## Text for analysis
·····

Originally from Viqueque in southern East Timor, she fled the country and has lived in Noelbaki ever since.

"I have a difficult life here," she said. "The children don't have many fruits and vegetables and they don't get healthy from the fruit and vegetables. And sometimes they are very sick. This land does not have any service for the children. There are lots of problems.

Sometimes my children are sick and need to go to the hospital but I don't have money to pay for any transportation."

A makeshift games room has been erected with a pool table, where many of the young men socialise.

A marketplace provides a basic income for residents, as well as a place for the camp's isolated residents to buy food.

The situation for other West Timor residents is also dire. A recent report by the Church World Service, CARE and Helen Keller International said 91 per cent of children there were "food insecure", meaning they lacked access to regular and affordable safe, nutritionally adequate food.

·····

## Information given

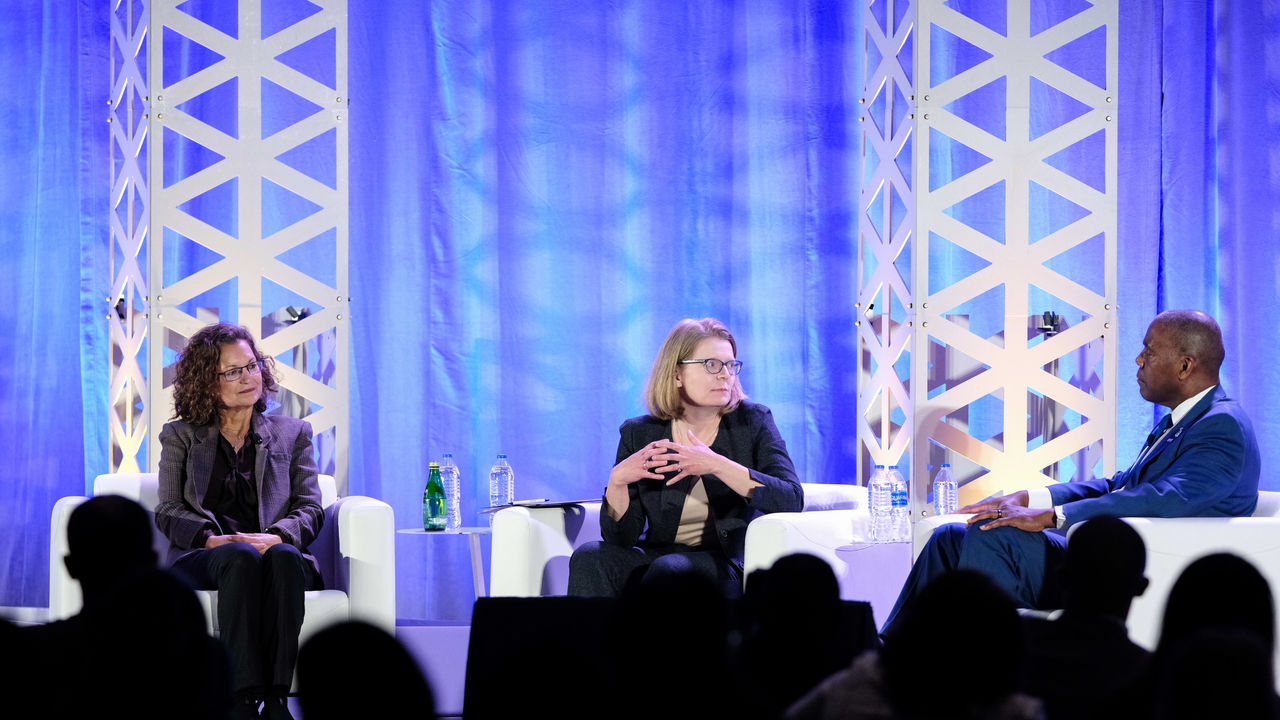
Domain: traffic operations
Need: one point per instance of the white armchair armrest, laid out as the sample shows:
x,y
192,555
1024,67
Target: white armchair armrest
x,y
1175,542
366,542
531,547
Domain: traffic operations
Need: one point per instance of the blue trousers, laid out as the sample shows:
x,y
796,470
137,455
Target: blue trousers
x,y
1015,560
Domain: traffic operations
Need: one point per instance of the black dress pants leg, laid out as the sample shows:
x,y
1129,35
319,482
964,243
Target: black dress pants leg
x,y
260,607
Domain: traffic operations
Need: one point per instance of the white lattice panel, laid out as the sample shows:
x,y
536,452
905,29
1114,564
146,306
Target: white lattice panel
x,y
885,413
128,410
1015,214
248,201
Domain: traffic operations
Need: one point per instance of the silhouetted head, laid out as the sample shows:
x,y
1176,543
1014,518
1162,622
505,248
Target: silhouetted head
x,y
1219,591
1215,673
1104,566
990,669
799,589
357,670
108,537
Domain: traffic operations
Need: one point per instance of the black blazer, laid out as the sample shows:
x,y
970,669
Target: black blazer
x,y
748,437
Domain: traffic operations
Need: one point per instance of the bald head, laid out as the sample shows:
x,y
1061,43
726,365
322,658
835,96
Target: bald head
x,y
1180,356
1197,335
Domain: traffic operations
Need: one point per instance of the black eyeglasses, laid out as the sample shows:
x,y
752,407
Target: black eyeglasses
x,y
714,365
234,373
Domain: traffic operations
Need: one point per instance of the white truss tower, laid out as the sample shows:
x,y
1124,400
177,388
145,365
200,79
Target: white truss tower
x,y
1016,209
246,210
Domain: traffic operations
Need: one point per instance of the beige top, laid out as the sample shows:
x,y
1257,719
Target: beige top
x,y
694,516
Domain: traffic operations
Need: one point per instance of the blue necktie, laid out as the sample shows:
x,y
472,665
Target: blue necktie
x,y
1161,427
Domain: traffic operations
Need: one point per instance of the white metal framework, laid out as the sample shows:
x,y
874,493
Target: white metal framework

·····

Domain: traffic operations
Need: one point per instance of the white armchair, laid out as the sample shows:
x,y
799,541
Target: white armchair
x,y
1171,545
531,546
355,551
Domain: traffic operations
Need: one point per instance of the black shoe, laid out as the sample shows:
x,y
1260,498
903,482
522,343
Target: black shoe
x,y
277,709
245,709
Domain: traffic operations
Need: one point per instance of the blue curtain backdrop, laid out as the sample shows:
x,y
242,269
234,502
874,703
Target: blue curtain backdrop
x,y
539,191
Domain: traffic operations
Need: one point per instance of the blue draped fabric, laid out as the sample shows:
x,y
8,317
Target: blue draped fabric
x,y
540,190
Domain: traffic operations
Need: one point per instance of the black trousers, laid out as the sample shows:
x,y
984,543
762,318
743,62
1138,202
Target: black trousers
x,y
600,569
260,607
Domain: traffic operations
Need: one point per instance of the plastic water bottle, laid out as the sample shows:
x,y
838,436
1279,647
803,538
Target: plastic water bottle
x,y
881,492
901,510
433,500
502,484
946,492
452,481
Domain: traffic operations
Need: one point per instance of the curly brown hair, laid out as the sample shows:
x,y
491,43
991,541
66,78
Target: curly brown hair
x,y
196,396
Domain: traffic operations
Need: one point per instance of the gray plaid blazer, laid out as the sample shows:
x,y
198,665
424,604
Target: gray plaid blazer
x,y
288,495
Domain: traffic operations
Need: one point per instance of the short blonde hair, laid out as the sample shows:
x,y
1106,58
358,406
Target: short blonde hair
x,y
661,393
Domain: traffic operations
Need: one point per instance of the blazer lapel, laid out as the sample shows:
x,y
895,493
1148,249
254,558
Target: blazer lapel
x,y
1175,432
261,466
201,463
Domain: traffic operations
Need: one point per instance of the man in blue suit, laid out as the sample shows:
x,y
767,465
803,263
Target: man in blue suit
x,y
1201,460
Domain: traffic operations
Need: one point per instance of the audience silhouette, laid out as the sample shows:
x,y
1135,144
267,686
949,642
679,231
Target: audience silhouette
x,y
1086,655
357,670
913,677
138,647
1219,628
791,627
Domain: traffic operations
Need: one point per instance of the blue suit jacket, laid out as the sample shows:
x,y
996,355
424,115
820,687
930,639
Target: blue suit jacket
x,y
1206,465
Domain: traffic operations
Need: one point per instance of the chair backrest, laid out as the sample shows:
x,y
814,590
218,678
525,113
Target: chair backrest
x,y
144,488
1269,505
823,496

·····

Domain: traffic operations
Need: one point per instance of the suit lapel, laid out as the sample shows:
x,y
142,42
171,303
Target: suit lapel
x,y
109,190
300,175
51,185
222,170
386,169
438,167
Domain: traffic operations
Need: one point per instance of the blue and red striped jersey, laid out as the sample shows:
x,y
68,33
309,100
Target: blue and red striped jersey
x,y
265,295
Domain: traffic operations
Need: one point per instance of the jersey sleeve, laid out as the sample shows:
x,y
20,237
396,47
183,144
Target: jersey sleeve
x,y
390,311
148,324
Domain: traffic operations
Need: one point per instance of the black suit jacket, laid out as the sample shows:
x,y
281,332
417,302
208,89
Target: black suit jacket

·····

## Brief
Retype the part of the Noelbaki text that begins at the words "Sometimes my children" and stops after "young men socialise.".

## Solution to this problem
Sometimes my children are sick and need to go to the hospital but I don't have money to pay for any transportation."

A makeshift games room has been erected with a pool table, where many of the young men socialise.